This week, we asked our parent panelists: Next year, the Newport-Mesa

Unified School District will provide expanded preschool classes to

children at College Park Elementary School and Pomona Elementary

School, two of the community’s poorest performing campuses, although

it did not get additional funding. Do these classes help prepare

students for school? Should the district try to start even more?

Pre-schools aren’t the best. Mom is.

I would rather see the tax money go for a learning center where

English would be taught exclusively. There would be greater gains for

all students in our schools if we addressed this problem instead of

opening more government preschools.

Kids need those early years to bond with mom, or anxiety problems

may surface later. I haven’t seen any longitudinal studies or

district data showing conclusively that those who attend preschool do

better in school or later in life. It is wrong to spend general fund

money for these preschools at underperforming schools.

It really boils down to whether you think mom does a better job

teaching her little tyke than a professional caregiver in a

tax-supported government school .

I vote for mom.

It’s always easier for someone else to teach and discipline your

child, so it’s easy to see why a free preschool program is popular.

Again, it’s the government deciding that parents are incapable of

determining and providing what’s best for them. Feminism has done so

much harm to discredit mothering that many mothers feel inadequate.

They think they are giving their child a head start by getting him or

her into preschool. Feminism’s pushing moms out of the home into the

labor force is another reason kindergarten through 12th-grade systems

are expanding government-backed preschools.

■ Jobs:
- a) Condense the paragraph of the preschool piece that begins "Kids need those early years" into a short bulleted list that keeps its main facts.
- b) Duplicate everything in the preschool piece from "Unified School District" down to "start even more?".
The listing after this sentence comes from a different source.

■ Material:
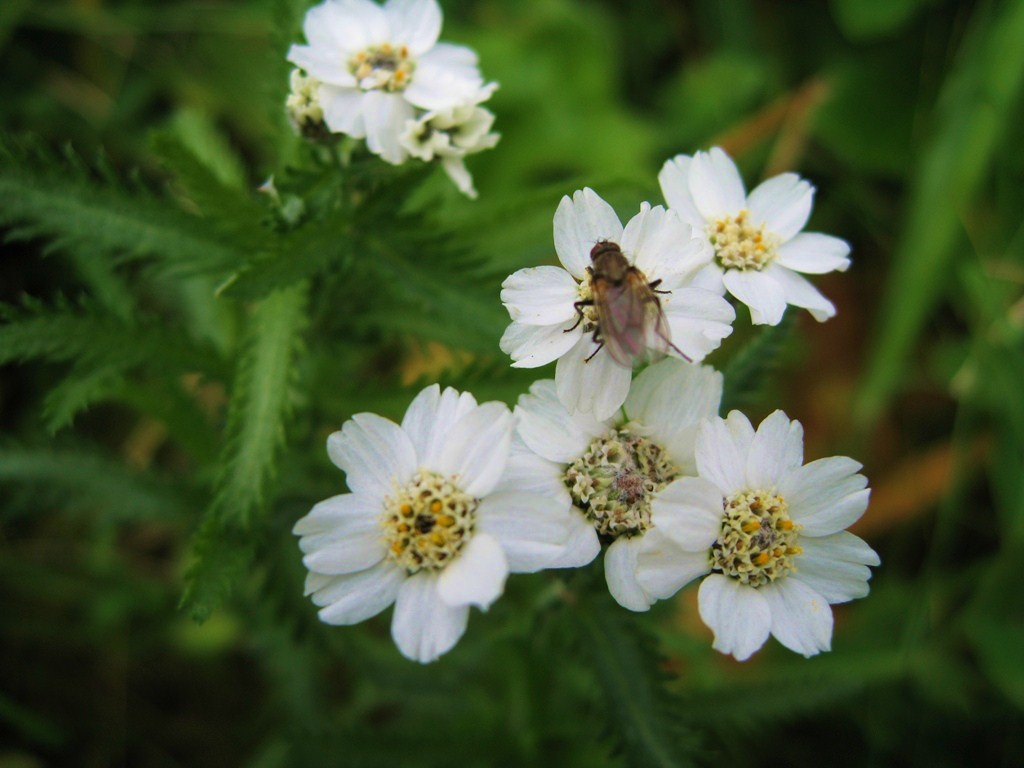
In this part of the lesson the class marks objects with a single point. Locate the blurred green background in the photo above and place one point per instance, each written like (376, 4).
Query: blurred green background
(908, 117)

■ Outputs by task:
- a)
- Children need their early years to bond with mom; otherwise, anxiety problems may surface later.
- The writer has seen no longitudinal studies or district data conclusively showing that preschool attendees do better in school or later in life.
- Spending general fund money on preschools at underperforming schools is wrong.

- b)
Unified School District will provide expanded preschool classes to

children at College Park Elementary School and Pomona Elementary

School, two of the community’s poorest performing campuses, although

it did not get additional funding. Do these classes help prepare

students for school? Should the district try to start even more?